PROMPT A: Using the editorial on CEO pay, explain in one to three sentences why the stories comparing stock gains with pay disclosed under the new SEC rule will be wrong.

────────────────────────────────────────

The Wall Street Journal  

March 21, 2007

 
REVIEW & OUTLOOK

CEOs and Their Millions
March 21, 2007; Page A18

Proxy season is under way, and as companies file their annual reports we can expect a spate of "analysis" stories purporting to tell us just how much America's top executives are making. These stories will also purport to demonstrate that there is no pay for performance at the top of publicly traded companies by comparing stock appreciation with the pay as disclosed under a new SEC rule.

These stories will be wrong. This is so for the simple reason that the SEC's new standard is not designed to measure pay-for-performance.

Last year, the Securities and Exchange Commission promulgated a rule on executive-pay disclosure. On balance it is an improvement in transparency, but one complication is the way it measures the value of stock options as compensation. The SEC rule requires companies to set the value of options based on their "fair value" at the time of the grant. That number is then disclosed as compensation as the options vest, even though by then they could be worth a lot more or a lot less than their original "fair value." This will present big numbers for the media to chew on, but it won't say much about pay for performance.

Consider two hypothetical CEOs. In Year Zero, CEO Dow is given options on three million shares of stock, even though he's done nothing more than agree to run your company. The company has not backdated or otherwise monkeyed with the strike price, so the options at current prices are worth zero dollars, even though the company must record an expense and disclose some portion of the value of those options in its proxy.

CEO Jones runs a similarly sized company in the same industry, is hired on the same day in Year Zero, and likewise receives three million shares worth of options under the same terms.

Over the three-year vesting period for their options, both companies dutifully disclose that their CEOs, Messrs. Dow and Jones, are "paid" the same amount. But if the stock of Mr. Dow's company doubles in three years, his stock options are worth a lot of money. And if Mr. Jones's company's share price is cut in half, his options are worth nada.

Those two numbers -- "a lot of money" and "nada" -- are what matter to Messrs. Dow and Jones. It's not the accounting cost of the shares or some "total compensation" figure in an eight-column chart buried in a 50-page executive-pay disclosure form filed with the SEC that determines the size of Mr. Dow's mansion; it is whether he can monetize the shares given to him as an incentive to boost the stock price.

────────────────────────────────────────

PROMPT B: Please identify every line in the records that contains the string "reflection" and copy each one.

────────────────────────────────────────

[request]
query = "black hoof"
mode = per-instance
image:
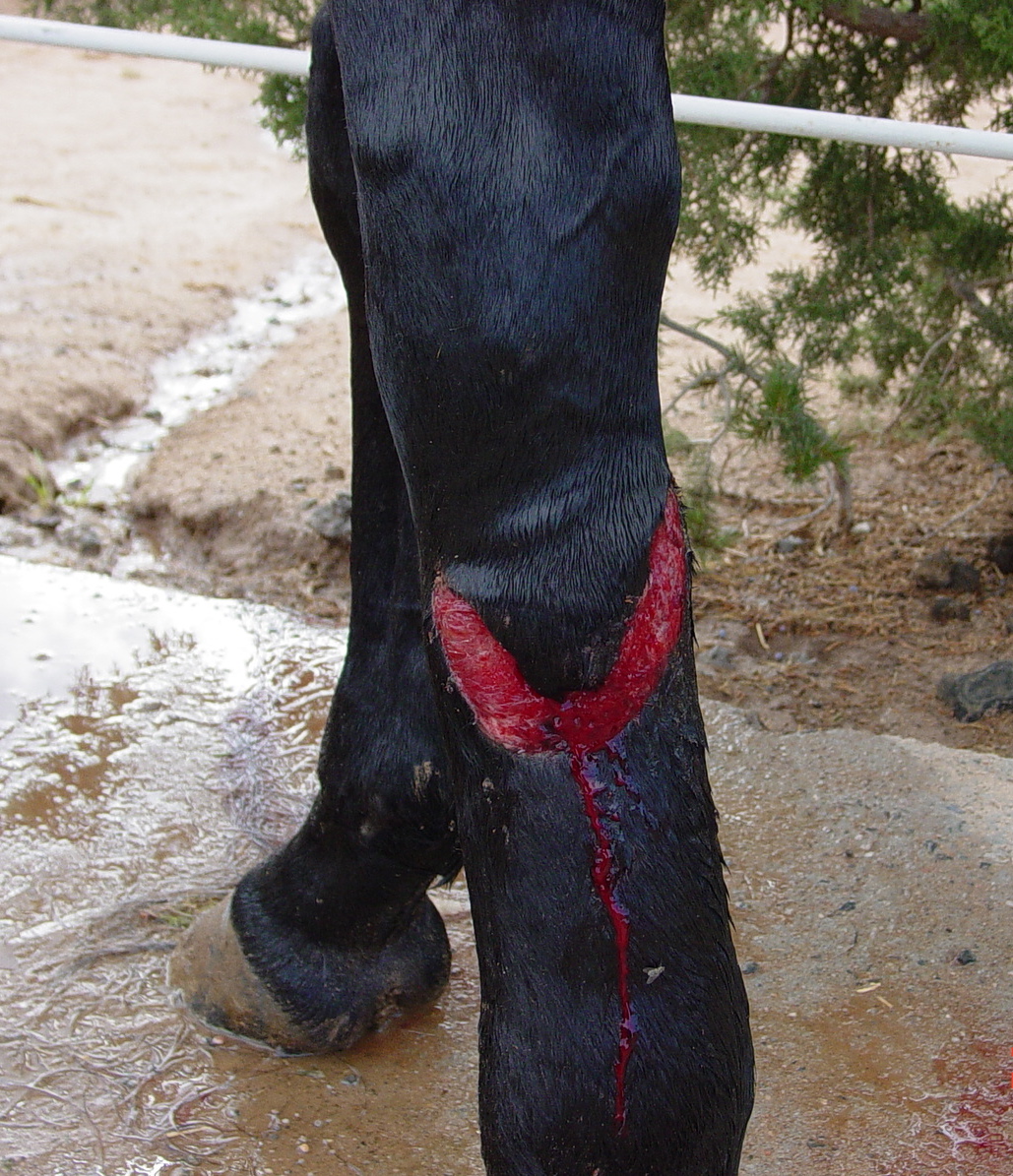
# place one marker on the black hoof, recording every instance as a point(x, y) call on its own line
point(300, 996)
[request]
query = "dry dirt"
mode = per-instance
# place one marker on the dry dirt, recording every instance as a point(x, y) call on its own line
point(137, 199)
point(140, 197)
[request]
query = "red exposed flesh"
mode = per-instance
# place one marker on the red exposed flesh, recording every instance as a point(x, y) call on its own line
point(518, 717)
point(585, 722)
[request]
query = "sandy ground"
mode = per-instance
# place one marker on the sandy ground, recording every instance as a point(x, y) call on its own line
point(164, 741)
point(138, 199)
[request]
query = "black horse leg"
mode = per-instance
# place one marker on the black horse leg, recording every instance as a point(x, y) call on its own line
point(335, 934)
point(518, 195)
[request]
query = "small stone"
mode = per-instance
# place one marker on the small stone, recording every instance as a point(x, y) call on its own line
point(333, 520)
point(973, 695)
point(83, 538)
point(721, 656)
point(964, 577)
point(1000, 552)
point(48, 520)
point(934, 571)
point(946, 608)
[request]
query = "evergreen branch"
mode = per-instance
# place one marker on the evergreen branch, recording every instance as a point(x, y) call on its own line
point(733, 357)
point(994, 325)
point(902, 26)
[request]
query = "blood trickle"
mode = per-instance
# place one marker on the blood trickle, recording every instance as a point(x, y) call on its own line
point(585, 722)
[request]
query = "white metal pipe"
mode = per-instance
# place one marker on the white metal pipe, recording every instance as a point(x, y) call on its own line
point(267, 58)
point(713, 112)
point(790, 120)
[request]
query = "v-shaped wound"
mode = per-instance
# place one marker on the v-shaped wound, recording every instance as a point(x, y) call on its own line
point(517, 716)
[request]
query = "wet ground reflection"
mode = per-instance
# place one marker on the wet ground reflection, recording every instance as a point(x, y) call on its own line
point(155, 745)
point(155, 752)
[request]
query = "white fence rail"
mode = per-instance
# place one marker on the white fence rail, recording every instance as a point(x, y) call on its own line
point(716, 112)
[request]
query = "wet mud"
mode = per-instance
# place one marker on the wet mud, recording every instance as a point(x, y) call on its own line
point(155, 745)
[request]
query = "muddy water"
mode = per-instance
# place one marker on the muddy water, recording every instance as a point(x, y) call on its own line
point(152, 746)
point(155, 745)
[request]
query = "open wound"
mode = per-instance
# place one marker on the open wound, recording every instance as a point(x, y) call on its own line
point(581, 724)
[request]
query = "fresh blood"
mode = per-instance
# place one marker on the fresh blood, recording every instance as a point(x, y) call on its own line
point(584, 722)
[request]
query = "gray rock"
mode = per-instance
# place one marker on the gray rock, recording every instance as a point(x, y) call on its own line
point(333, 520)
point(964, 577)
point(721, 656)
point(973, 695)
point(83, 538)
point(1000, 552)
point(934, 571)
point(945, 608)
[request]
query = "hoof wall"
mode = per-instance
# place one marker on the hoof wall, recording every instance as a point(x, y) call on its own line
point(363, 990)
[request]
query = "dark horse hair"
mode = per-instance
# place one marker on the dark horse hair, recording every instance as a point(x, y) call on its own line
point(499, 182)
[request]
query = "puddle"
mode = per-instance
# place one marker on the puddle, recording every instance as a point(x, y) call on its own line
point(206, 372)
point(163, 742)
point(157, 751)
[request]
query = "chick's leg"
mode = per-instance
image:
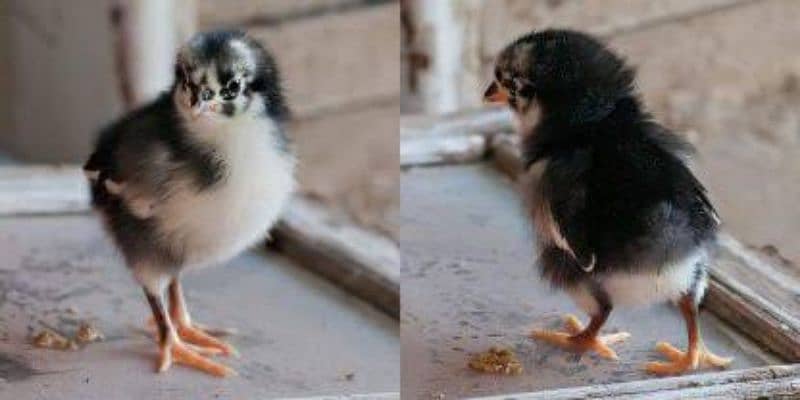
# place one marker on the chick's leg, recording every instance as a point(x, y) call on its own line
point(173, 349)
point(191, 332)
point(580, 339)
point(695, 356)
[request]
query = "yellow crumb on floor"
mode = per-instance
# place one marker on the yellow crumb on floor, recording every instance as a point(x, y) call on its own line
point(49, 339)
point(496, 361)
point(88, 333)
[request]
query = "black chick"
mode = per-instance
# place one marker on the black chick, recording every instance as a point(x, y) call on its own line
point(621, 220)
point(194, 178)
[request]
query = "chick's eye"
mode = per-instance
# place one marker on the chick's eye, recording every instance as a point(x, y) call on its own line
point(207, 94)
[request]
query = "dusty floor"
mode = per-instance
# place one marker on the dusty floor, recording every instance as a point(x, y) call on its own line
point(298, 334)
point(469, 283)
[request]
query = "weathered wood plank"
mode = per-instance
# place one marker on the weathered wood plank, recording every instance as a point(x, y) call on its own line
point(42, 190)
point(368, 396)
point(364, 264)
point(483, 121)
point(430, 150)
point(211, 13)
point(766, 382)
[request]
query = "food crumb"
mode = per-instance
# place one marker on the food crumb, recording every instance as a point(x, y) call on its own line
point(49, 339)
point(88, 333)
point(496, 361)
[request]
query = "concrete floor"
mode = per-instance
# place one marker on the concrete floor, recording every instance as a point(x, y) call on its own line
point(469, 283)
point(298, 334)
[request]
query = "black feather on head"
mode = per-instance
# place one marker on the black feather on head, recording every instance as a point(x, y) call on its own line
point(569, 74)
point(240, 66)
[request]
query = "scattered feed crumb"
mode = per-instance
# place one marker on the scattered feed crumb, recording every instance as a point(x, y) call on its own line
point(49, 339)
point(496, 361)
point(88, 333)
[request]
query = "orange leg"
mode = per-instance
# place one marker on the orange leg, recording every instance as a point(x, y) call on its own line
point(193, 333)
point(578, 339)
point(696, 355)
point(172, 349)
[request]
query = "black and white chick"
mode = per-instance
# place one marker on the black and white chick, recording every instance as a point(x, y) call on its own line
point(194, 178)
point(620, 218)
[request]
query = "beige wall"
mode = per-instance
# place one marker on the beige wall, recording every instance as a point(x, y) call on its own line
point(59, 67)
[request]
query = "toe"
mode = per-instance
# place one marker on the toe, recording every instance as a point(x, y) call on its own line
point(164, 359)
point(671, 352)
point(184, 355)
point(200, 338)
point(615, 337)
point(605, 351)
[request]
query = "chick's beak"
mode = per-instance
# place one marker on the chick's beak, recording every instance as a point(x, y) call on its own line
point(495, 94)
point(203, 107)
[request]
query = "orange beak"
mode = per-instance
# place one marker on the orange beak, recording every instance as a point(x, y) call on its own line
point(495, 94)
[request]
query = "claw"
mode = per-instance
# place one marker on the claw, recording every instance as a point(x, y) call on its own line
point(573, 340)
point(200, 338)
point(175, 351)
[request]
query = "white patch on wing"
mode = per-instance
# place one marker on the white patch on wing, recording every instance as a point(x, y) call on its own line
point(643, 288)
point(114, 187)
point(649, 287)
point(549, 230)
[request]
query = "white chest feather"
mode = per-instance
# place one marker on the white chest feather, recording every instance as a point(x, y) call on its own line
point(647, 287)
point(217, 223)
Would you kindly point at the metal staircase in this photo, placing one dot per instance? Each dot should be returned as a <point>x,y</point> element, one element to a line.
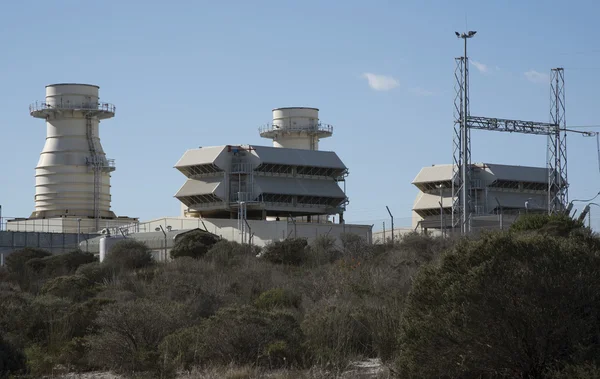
<point>98,164</point>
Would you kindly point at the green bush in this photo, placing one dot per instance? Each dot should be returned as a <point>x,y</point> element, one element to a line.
<point>60,264</point>
<point>74,287</point>
<point>323,250</point>
<point>193,244</point>
<point>581,371</point>
<point>355,246</point>
<point>278,298</point>
<point>557,224</point>
<point>505,305</point>
<point>95,272</point>
<point>128,254</point>
<point>12,360</point>
<point>337,330</point>
<point>247,335</point>
<point>227,254</point>
<point>17,261</point>
<point>184,348</point>
<point>291,251</point>
<point>128,334</point>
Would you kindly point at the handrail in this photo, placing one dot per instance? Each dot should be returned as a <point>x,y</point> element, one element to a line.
<point>320,127</point>
<point>39,106</point>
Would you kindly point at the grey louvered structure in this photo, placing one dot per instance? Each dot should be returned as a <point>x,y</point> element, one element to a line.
<point>270,181</point>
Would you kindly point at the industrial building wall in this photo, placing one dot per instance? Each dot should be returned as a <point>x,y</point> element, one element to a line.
<point>56,243</point>
<point>263,231</point>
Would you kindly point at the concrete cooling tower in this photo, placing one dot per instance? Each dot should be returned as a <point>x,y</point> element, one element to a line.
<point>72,177</point>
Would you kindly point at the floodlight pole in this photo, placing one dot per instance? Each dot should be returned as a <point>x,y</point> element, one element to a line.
<point>392,217</point>
<point>165,235</point>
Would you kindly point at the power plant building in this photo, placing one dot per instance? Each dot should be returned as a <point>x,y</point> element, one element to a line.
<point>292,179</point>
<point>499,193</point>
<point>245,193</point>
<point>72,177</point>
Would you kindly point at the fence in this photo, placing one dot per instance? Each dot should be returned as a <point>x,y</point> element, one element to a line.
<point>56,243</point>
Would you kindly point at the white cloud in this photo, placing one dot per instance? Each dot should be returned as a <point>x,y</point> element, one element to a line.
<point>537,77</point>
<point>480,66</point>
<point>422,92</point>
<point>380,82</point>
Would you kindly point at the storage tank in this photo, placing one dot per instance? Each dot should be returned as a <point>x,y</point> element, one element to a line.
<point>296,128</point>
<point>73,173</point>
<point>106,243</point>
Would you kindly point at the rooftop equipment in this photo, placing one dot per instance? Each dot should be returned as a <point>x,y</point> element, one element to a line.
<point>296,128</point>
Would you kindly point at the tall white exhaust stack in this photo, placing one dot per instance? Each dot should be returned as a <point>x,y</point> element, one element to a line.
<point>296,128</point>
<point>73,175</point>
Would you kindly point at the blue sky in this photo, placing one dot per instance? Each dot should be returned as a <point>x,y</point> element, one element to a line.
<point>184,74</point>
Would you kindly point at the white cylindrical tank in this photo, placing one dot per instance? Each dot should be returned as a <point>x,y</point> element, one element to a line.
<point>106,243</point>
<point>65,184</point>
<point>296,128</point>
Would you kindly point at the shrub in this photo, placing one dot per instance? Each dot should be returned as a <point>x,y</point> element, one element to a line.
<point>94,272</point>
<point>291,251</point>
<point>337,330</point>
<point>39,362</point>
<point>74,287</point>
<point>12,360</point>
<point>193,244</point>
<point>581,371</point>
<point>16,262</point>
<point>129,334</point>
<point>557,224</point>
<point>247,335</point>
<point>278,298</point>
<point>183,349</point>
<point>225,253</point>
<point>504,305</point>
<point>128,254</point>
<point>48,322</point>
<point>323,250</point>
<point>60,264</point>
<point>355,246</point>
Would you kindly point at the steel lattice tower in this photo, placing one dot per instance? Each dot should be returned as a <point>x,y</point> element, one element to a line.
<point>558,191</point>
<point>461,194</point>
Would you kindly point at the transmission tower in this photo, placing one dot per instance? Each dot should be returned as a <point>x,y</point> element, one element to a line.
<point>462,149</point>
<point>558,191</point>
<point>556,132</point>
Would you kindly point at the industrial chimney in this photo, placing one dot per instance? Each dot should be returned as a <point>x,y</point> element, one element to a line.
<point>296,128</point>
<point>73,175</point>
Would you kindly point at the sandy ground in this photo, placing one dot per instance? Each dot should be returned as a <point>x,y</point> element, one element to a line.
<point>367,369</point>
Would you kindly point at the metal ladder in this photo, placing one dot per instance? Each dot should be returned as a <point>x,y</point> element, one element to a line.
<point>95,163</point>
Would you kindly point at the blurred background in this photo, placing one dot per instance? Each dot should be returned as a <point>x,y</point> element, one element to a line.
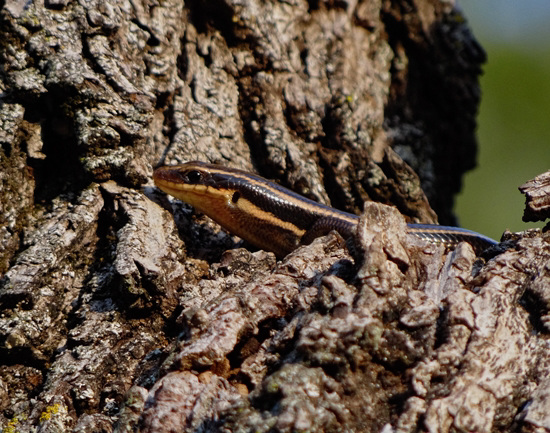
<point>514,117</point>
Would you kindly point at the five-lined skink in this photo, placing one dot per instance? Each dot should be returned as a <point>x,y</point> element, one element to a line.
<point>272,217</point>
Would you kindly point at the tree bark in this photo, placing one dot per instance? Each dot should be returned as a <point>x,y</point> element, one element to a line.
<point>123,310</point>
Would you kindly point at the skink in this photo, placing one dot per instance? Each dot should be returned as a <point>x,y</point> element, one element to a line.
<point>272,217</point>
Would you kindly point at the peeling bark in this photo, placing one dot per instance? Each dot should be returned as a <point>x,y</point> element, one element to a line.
<point>122,310</point>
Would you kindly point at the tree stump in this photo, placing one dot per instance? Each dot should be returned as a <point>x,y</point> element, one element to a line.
<point>123,310</point>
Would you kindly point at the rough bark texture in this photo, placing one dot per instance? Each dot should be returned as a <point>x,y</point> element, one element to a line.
<point>121,310</point>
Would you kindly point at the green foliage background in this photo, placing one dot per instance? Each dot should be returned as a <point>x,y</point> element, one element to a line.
<point>514,137</point>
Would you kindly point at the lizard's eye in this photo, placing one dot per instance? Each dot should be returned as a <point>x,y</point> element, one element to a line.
<point>193,177</point>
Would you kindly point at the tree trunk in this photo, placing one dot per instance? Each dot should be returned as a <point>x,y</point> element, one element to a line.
<point>122,310</point>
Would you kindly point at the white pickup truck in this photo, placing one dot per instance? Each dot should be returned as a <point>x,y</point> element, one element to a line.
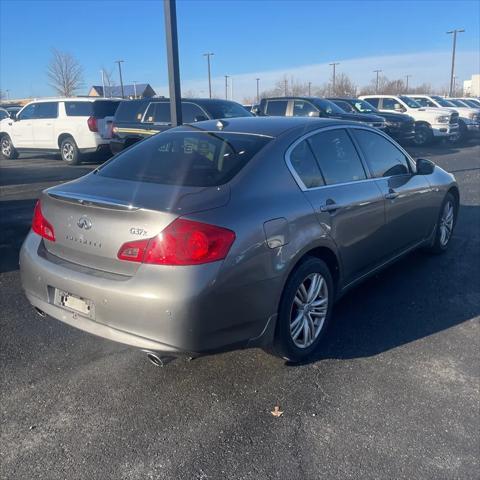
<point>70,126</point>
<point>430,123</point>
<point>468,121</point>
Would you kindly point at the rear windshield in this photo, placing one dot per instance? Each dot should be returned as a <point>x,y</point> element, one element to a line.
<point>131,110</point>
<point>189,158</point>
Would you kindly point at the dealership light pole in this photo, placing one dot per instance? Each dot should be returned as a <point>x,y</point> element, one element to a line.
<point>407,77</point>
<point>334,64</point>
<point>170,13</point>
<point>208,55</point>
<point>226,86</point>
<point>376,84</point>
<point>452,72</point>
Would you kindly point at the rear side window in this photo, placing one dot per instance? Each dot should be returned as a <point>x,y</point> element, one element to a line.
<point>383,157</point>
<point>372,101</point>
<point>276,108</point>
<point>102,109</point>
<point>188,158</point>
<point>78,109</point>
<point>301,108</point>
<point>337,157</point>
<point>305,165</point>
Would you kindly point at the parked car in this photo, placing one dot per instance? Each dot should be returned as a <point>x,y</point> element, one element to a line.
<point>472,102</point>
<point>231,234</point>
<point>313,107</point>
<point>4,114</point>
<point>139,119</point>
<point>430,123</point>
<point>399,126</point>
<point>70,126</point>
<point>468,121</point>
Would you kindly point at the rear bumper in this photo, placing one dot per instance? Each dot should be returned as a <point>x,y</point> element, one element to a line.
<point>166,309</point>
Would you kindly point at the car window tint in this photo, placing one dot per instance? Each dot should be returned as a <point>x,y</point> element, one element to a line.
<point>276,107</point>
<point>78,109</point>
<point>301,108</point>
<point>28,112</point>
<point>191,113</point>
<point>337,157</point>
<point>189,158</point>
<point>383,157</point>
<point>46,110</point>
<point>305,165</point>
<point>372,101</point>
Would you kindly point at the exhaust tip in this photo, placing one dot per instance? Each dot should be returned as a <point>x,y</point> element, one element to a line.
<point>159,360</point>
<point>41,313</point>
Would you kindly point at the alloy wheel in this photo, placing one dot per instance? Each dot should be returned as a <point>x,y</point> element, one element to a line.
<point>309,310</point>
<point>446,223</point>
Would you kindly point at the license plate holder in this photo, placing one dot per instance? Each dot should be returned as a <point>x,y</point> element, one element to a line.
<point>74,303</point>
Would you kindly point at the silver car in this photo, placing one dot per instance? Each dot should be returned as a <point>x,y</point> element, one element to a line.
<point>231,234</point>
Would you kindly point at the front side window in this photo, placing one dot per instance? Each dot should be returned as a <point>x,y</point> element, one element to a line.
<point>185,158</point>
<point>301,108</point>
<point>305,165</point>
<point>339,161</point>
<point>28,112</point>
<point>383,157</point>
<point>276,108</point>
<point>46,110</point>
<point>372,101</point>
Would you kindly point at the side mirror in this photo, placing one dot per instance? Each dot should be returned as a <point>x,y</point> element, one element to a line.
<point>424,167</point>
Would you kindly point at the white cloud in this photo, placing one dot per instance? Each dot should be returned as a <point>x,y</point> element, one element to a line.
<point>425,67</point>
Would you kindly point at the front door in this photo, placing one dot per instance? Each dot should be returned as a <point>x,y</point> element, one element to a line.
<point>409,202</point>
<point>347,202</point>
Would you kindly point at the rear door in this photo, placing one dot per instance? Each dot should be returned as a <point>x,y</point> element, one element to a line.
<point>410,206</point>
<point>345,199</point>
<point>43,124</point>
<point>22,127</point>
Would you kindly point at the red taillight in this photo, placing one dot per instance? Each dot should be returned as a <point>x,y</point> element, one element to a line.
<point>183,242</point>
<point>92,124</point>
<point>40,225</point>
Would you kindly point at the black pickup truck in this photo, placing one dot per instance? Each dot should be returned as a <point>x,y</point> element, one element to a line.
<point>312,107</point>
<point>139,119</point>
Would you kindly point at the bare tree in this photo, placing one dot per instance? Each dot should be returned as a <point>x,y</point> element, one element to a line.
<point>65,73</point>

────────────────────────────────────────

EXERCISE RESULT A: They will be wrong because the SEC's new standard is not designed to measure pay for performance. It values options at their "fair value" on the grant date and reports that figure as they vest, even though by then they could be worth far more or far less. Two CEOs with identical grants therefore show the same pay whether their company's stock doubles or is cut in half.

EXERCISE RESULT B:
query = "wet ground reflection"
# place one marker on the wet ground reflection, recording every instance as a point(x, y) call on its own line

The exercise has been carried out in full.